(Texte)
################

Le principe sous-jacent à cette dynamique consiste à se disperser puis à se
rassembler de nouveau. On constate ce comportement aussi bien parmi les
chimpanzés que parmi les singes, les souris, les éléphants, les dauphins, les
baleines et même les êtres humains. Howard Bloom cite de nombreuses études
scientifiques à l’appui de son propos. Retenons deux d’entre elles.
À l’aube, les
chimpanzés se dispersent en quête de nouveaux fruits et de nouvelles plantes
dans les environs. Ils se rassemblent pendant la journée. À cette occasion,
les mâles partagent leurs informations concernant la nourriture, tandis que
les femelles gardent leurs découvertes pour elles-mêmes. Les mâles
s’entretiennent les uns avec les autres et prennent des notes au sens figuré
sur ce que chacun a à dire. Ces
discussions se répercutent éventuellement par des expéditions
particulièrement fructueuses le lendemain.

################

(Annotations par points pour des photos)
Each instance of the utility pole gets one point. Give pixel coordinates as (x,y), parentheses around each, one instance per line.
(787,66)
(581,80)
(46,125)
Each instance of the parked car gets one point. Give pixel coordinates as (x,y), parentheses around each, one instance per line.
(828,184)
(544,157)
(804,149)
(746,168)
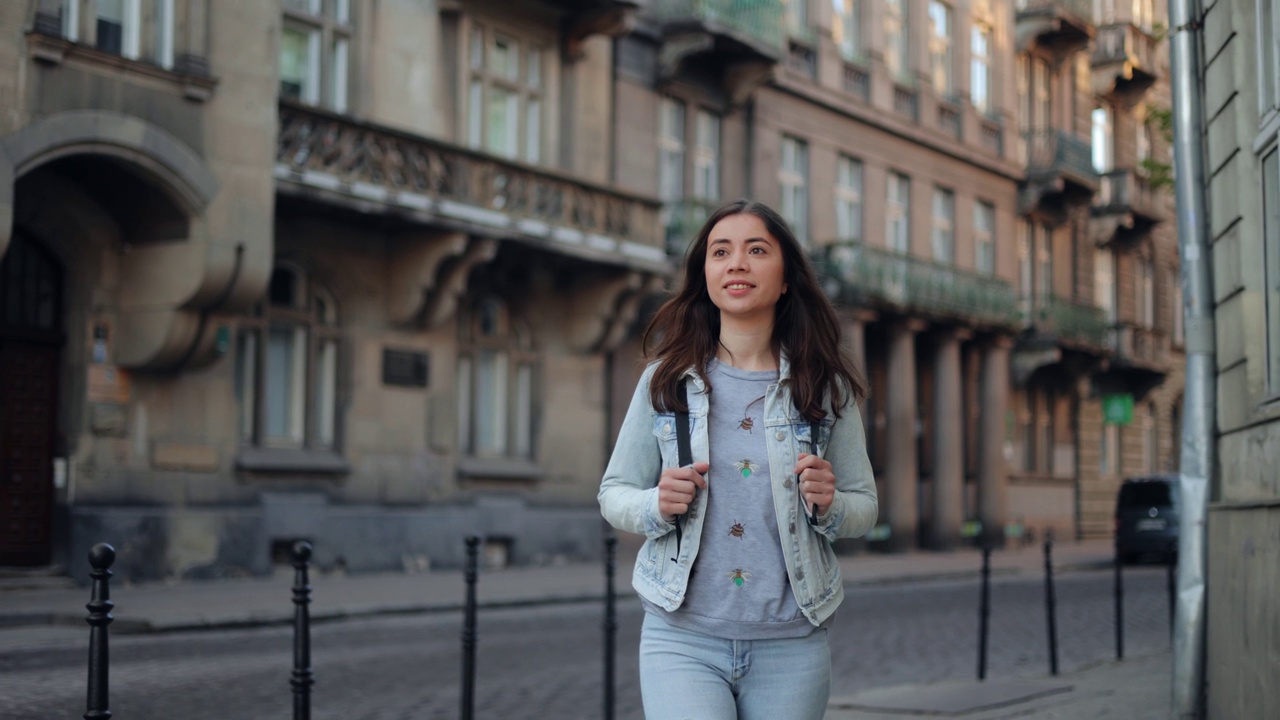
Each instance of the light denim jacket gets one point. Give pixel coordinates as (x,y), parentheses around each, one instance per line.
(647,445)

################

(Exercices à réaliser)
**A.** Relevez tous les êtres vivants chez lesquels, selon le texte sur la dispersion et le rassemblement, on constate ce comportement.
**B.** Prolongez le texte sur la dispersion et le rassemblement en reprenant après sa dernière phrase.

(Réponses par exercice)
**A.** Les chimpanzés, les singes, les souris, les éléphants, les dauphins, les baleines et les êtres humains.

**B.**
Si vous placez
deux souris adolescentes, un mâle et une femelle, dans un silo inoccupé et
regorgeant de graines, vous observerez pendant plusieurs semaines une
activité sexuelle frénétique et un débordement de vitalité. Les souris sont
joyeuses et s’adonnent sans répit à leurs appétits alimentaires et charnels.
À raison de dix nouveaux souriceaux par portée, soit près de 500 sur la durée
d’une vie, une peuplade de souris prend forme et se répand, explorant le silo
et partant à la découverte de nouvelles poches de nourriture et de nouveaux
espaces où établir un foyer. C’est la phase de fission. Vient un jour où les
souris sont devenues tellement nombreuses qu’elles ont épuisé la capacité du
silo à faire vivre la peuplade. Il s’ensuit une très forte récession de
l’activité naguère exubérante des souris. Le groupe se rassemble, les liens
se resserrent. Après l’ère de la fission, voici venu le temps de la fusion.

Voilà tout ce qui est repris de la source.